• WHAT YOU HAVE TO DO:
Copy out only those lines running from the line with "Where can the white jet" to the end of the listing, keeping each one exactly as it is.

[Dataset rows]
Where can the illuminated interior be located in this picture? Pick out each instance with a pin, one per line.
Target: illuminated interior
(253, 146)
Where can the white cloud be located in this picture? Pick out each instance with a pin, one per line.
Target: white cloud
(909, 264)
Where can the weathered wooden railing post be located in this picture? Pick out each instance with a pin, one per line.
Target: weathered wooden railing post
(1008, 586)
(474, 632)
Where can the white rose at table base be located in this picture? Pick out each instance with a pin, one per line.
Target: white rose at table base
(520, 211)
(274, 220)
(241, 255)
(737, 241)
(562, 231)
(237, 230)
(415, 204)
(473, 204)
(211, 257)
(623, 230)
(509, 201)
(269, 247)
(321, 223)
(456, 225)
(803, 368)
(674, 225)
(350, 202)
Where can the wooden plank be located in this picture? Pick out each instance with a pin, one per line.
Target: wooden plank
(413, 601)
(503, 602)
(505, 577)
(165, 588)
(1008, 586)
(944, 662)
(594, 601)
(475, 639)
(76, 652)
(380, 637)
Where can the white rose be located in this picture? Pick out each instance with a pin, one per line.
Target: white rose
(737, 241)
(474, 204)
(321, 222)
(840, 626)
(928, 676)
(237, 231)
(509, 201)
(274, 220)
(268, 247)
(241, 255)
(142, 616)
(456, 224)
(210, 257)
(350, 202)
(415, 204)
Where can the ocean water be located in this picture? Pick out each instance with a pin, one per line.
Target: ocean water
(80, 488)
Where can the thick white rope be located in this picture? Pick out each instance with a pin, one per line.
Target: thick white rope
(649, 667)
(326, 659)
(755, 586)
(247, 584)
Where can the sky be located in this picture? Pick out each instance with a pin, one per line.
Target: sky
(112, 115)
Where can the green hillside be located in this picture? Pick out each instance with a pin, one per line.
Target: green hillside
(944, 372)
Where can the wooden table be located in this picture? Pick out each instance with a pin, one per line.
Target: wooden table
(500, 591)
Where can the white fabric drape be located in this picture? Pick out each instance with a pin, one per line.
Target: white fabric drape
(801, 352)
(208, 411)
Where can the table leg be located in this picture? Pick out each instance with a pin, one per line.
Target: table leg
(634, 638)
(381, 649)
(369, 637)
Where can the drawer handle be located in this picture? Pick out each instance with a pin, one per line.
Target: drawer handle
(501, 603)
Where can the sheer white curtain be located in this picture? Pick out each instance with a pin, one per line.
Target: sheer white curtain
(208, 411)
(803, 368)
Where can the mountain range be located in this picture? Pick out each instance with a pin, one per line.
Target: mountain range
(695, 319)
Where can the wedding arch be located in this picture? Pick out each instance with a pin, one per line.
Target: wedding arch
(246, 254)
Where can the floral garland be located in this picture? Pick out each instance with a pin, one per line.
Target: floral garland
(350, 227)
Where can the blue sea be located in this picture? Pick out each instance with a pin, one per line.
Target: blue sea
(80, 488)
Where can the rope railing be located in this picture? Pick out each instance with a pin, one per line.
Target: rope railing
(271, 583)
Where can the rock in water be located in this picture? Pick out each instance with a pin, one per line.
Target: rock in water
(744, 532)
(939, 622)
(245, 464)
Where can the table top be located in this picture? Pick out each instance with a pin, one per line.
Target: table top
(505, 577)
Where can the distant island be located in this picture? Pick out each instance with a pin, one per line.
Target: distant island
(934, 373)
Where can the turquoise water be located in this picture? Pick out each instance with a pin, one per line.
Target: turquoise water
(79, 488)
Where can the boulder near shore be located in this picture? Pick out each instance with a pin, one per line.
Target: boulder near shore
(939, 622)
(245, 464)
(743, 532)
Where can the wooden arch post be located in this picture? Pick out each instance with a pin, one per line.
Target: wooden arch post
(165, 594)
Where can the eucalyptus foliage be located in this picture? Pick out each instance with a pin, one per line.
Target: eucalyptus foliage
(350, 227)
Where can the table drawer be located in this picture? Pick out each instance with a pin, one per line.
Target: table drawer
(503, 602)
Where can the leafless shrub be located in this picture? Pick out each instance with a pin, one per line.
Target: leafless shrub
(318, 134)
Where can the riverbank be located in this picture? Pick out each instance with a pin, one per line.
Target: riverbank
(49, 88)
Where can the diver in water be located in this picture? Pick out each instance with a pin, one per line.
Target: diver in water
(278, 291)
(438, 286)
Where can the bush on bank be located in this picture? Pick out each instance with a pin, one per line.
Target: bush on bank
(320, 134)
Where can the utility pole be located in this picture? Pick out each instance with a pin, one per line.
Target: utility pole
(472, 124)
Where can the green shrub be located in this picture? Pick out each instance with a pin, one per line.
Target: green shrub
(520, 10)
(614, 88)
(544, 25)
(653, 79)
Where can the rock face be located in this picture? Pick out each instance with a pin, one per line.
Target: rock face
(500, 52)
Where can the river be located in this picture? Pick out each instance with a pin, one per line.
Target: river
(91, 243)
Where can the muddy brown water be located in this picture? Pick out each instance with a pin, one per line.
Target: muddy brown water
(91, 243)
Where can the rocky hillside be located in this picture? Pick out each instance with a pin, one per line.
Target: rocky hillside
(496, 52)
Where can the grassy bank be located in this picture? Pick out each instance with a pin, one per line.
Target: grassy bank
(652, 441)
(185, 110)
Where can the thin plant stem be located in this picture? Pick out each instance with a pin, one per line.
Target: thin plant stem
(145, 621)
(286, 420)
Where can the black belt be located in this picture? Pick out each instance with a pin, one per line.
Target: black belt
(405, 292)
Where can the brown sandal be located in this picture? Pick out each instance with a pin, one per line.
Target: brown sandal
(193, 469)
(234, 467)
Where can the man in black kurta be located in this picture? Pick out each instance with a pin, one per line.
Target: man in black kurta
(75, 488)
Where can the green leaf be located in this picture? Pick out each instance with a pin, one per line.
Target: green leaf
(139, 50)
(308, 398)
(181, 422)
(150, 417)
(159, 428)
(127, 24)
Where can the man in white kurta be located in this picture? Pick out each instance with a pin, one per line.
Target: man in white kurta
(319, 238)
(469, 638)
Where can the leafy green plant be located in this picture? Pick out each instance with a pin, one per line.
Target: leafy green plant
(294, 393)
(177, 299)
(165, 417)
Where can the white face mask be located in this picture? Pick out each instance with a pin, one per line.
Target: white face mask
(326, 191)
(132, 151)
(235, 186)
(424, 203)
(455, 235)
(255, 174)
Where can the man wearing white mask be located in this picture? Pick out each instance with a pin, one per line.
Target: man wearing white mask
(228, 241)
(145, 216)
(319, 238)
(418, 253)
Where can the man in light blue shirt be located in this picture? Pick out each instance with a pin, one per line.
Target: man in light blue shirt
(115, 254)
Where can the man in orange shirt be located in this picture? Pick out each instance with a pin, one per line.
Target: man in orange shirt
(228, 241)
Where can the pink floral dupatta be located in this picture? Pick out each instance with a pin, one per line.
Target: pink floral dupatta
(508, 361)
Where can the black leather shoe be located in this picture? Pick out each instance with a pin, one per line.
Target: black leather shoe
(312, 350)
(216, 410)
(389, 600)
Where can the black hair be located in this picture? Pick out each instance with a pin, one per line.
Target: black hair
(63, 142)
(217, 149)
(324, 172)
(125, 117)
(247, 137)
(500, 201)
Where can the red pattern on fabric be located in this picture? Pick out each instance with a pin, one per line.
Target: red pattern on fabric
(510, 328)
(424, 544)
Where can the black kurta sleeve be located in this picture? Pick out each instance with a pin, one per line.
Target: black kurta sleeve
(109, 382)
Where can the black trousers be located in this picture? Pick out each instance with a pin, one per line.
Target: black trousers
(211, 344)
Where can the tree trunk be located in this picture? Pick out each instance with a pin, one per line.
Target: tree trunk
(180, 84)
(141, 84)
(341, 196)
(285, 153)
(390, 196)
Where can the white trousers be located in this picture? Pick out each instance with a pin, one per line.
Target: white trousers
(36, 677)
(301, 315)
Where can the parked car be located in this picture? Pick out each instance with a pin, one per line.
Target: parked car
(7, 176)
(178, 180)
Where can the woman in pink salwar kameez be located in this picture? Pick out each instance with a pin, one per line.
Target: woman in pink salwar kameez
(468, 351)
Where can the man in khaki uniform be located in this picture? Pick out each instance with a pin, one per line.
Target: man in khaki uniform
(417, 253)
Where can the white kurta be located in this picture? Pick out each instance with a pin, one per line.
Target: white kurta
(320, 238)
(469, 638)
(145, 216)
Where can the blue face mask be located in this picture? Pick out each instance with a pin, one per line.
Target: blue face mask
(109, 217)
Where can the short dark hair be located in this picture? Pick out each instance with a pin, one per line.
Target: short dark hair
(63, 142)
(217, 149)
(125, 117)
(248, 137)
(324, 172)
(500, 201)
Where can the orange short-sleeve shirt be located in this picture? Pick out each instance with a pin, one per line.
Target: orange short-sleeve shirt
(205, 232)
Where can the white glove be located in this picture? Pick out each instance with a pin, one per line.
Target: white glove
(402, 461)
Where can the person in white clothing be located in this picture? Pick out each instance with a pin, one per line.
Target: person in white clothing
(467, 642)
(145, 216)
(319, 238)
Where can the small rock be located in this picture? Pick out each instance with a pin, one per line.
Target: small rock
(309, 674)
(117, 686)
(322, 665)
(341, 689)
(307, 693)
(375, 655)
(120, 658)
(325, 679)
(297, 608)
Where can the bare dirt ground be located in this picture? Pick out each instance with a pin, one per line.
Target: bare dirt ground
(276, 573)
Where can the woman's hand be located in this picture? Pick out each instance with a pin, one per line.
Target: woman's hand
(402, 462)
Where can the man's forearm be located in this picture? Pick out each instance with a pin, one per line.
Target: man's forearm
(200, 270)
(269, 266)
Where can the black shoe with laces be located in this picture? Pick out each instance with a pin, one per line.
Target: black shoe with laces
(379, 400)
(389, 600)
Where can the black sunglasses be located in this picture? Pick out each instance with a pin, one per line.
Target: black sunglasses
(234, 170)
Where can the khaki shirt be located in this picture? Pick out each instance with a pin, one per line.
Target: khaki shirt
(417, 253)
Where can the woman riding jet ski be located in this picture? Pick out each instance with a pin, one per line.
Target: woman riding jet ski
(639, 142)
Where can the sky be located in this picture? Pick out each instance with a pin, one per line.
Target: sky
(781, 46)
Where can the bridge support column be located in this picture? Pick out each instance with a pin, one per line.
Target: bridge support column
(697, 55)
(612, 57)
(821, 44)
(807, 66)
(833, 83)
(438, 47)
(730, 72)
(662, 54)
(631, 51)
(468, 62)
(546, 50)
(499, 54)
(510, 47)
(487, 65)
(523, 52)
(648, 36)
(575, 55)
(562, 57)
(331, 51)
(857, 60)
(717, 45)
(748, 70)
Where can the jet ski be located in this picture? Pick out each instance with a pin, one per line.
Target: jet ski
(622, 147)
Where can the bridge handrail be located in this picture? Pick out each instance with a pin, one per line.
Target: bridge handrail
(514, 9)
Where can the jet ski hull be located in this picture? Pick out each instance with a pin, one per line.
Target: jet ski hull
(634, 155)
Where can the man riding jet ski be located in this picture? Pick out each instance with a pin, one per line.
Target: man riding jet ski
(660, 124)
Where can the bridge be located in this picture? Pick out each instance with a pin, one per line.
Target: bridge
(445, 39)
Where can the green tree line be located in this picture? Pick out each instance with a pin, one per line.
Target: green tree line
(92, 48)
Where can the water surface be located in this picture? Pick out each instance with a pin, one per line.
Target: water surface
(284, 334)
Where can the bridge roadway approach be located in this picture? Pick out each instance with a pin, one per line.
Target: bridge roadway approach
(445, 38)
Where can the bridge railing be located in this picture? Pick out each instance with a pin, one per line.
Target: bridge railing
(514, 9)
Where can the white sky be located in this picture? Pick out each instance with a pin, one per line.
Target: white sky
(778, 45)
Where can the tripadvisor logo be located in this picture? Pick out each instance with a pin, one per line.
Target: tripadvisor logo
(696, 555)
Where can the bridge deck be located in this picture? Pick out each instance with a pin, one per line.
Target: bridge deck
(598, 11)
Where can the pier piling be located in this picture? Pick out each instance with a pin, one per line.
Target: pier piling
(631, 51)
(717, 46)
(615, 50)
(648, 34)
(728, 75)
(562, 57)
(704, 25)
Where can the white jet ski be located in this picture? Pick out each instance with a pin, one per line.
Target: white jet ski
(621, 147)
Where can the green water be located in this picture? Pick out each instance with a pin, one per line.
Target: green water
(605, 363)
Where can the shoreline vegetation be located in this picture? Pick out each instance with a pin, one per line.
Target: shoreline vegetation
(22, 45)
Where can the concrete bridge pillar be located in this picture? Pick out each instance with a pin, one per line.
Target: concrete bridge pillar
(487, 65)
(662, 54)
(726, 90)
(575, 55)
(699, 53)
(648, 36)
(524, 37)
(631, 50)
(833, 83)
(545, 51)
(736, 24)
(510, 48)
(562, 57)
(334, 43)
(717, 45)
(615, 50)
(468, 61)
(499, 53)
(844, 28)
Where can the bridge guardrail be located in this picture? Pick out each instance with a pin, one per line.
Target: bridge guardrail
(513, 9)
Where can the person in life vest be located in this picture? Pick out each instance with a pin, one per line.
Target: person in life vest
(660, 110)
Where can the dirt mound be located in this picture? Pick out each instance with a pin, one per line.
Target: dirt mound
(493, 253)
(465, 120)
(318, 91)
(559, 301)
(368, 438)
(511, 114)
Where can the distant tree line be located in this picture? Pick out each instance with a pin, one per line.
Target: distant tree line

• RESULT FOR THIS TASK:
Where can the white jet ski be located in this picture? Pick out each instance with a pin, one per line.
Target: white jet ski
(621, 147)
Where can the green water be located in this picture? Pick out each instance with a pin, one per line.
Target: green water
(605, 363)
Where can the shoreline vegetation be located in this picture? Pick out each instance with a pin, one per line.
Target: shoreline vegetation
(22, 45)
Where can the concrete bridge pillar be located in this picture? Pick out each instance with a pin, one per line.
Target: concrete bridge pillar
(487, 65)
(662, 54)
(726, 90)
(575, 55)
(699, 53)
(648, 36)
(524, 37)
(631, 50)
(833, 83)
(545, 51)
(736, 24)
(510, 48)
(562, 57)
(334, 43)
(717, 45)
(615, 50)
(468, 61)
(499, 53)
(844, 28)
Where can the bridge guardrail be located in this picture? Pick out each instance with a pin, one per line.
Target: bridge guardrail
(513, 9)
Where can the person in life vest be located in this picture? Pick out each instance with a pin, one per line.
Target: person in life vest
(660, 110)
Where can the dirt mound be located in this picture? Pick out each instance with a pin, one per line.
Target: dirt mound
(493, 253)
(465, 120)
(318, 91)
(559, 301)
(368, 438)
(511, 114)
Where can the distant tree line be located in this picture? Pick out each instance with a pin, one per line.
Target: distant tree line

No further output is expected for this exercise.